Textauszug

========================================================================

Harz Harz: Neuer Start mit Druck
harzgerode/MZ. - Den Buchdruck gibt es seit mehr als 560 Jahren. Eine schon recht lange Tradition hat er auch in Harzgerode: Bereits 1872 existierte hier nachweislich eine Buchdruckerei. Seit Jahrzehnten ist das Drucken in Harzgerode mit dem Namen Krebs verbunden, seit gut zwei Jahren auch mit dem Namen Ferun Becker. Jetzt ist Ferun Becker als Gründerin des Monats April 2012 des Landes Sachsen-Anhalt ausgezeichnet worden.
Ego-Pilotin Kristina Fischer-Gerloff, die Ferun Becker bei der Existenzgründung begleitet und sie auch für die Auszeichnung vorgeschlagen hat, überreichte der Inhaberin der Druckerei Krebs in Harzgerode die Urkunde im Namen der Investitionsbank des Landes Sachsen-Anhalt und der Landesregierung und gratulierte gemeinsam mit Harzgerodes Bürgermeister Jürgen Bentzius (SPD).
Die gelernte Schriftsetzerin hat ihre Druckerei am 1. Januar 2010 gegründet. Damit setzte Ferun Becker eine Familientradition fort: 1955 hatte ihr aus Gotha kommender Großvater seine Schwester in Harzgerode besucht und hier von einer vor ein, zwei Jahren still gelegten Druckerei erfahren. Hans-Heinrich Krebs kaufte der Familie Truelsen diese Druckerei ab und betrieb sie, bis sie 1982 sein Sohn, Heimer Krebs, übernahm. Dessen Tochter, Ferun Becker, wurde praktisch mit der Druckerei groß, entschied sich aber erst relativ spät, in die Fußstapfen von Großvater und Vater zu treten. "Ich wollte eigentlich Töpferin werden. Ich bin durch die ganze DDR gereist, habe aber keine Leerstelle gefunden", erzählt die heute 42-Jährige.

========================================================================

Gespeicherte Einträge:

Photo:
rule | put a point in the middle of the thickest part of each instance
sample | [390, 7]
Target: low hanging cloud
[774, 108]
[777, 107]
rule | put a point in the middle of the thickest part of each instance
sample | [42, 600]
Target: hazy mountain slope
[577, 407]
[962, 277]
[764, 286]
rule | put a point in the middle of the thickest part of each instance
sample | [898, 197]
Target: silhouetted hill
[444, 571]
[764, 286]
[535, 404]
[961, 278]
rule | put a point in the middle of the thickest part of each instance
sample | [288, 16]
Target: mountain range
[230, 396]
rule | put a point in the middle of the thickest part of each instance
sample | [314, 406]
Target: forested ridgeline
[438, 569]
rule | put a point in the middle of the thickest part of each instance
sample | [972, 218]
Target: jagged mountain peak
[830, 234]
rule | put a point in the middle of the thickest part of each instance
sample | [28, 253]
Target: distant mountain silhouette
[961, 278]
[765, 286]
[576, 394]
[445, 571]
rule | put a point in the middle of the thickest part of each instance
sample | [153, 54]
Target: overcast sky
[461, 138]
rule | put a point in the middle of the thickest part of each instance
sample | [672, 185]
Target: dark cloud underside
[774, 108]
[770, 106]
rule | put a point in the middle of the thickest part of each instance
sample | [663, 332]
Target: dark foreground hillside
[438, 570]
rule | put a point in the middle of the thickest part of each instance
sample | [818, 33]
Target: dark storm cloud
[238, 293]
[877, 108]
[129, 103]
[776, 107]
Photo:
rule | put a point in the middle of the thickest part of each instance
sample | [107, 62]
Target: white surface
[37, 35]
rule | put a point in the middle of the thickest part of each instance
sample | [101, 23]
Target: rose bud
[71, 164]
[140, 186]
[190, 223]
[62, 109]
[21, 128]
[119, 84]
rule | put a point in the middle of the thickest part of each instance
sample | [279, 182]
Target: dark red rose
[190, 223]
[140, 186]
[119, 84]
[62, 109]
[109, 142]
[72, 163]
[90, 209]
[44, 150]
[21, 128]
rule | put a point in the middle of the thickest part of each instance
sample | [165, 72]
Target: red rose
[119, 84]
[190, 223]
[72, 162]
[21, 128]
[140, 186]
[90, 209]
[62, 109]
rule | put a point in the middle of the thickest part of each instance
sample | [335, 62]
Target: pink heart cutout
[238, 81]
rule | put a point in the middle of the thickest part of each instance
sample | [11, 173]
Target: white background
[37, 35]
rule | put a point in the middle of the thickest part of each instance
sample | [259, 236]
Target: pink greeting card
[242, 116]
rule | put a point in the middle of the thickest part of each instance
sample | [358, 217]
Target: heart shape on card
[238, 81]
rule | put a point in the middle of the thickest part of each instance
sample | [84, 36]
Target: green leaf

========================================================================

Aufgaben
(a) Gib aus dem Artikel über die Druckerei Krebs den Abschnitt wortgetreu wieder, der bei „Harz Harz: Neuer“ beginnt und bei „Jürgen Bentzius (SPD).“ endet.
(b) Welche Personen nennt der Artikel über die Druckerei Krebs mit Vor- und Nachnamen?
Maßgeblich ist allein der Artikel über die Druckerei Krebs.

Deine Antworten
(a)
Harz Harz: Neuer Start mit Druck
harzgerode/MZ. - Den Buchdruck gibt es seit mehr als 560 Jahren. Eine schon recht lange Tradition hat er auch in Harzgerode: Bereits 1872 existierte hier nachweislich eine Buchdruckerei. Seit Jahrzehnten ist das Drucken in Harzgerode mit dem Namen Krebs verbunden, seit gut zwei Jahren auch mit dem Namen Ferun Becker. Jetzt ist Ferun Becker als Gründerin des Monats April 2012 des Landes Sachsen-Anhalt ausgezeichnet worden.
Ego-Pilotin Kristina Fischer-Gerloff, die Ferun Becker bei der Existenzgründung begleitet und sie auch für die Auszeichnung vorgeschlagen hat, überreichte der Inhaberin der Druckerei Krebs in Harzgerode die Urkunde im Namen der Investitionsbank des Landes Sachsen-Anhalt und der Landesregierung und gratulierte gemeinsam mit Harzgerodes Bürgermeister Jürgen Bentzius (SPD).

(b) Ferun Becker, Kristina Fischer-Gerloff, Jürgen Bentzius, Hans-Heinrich Krebs, Heimer Krebs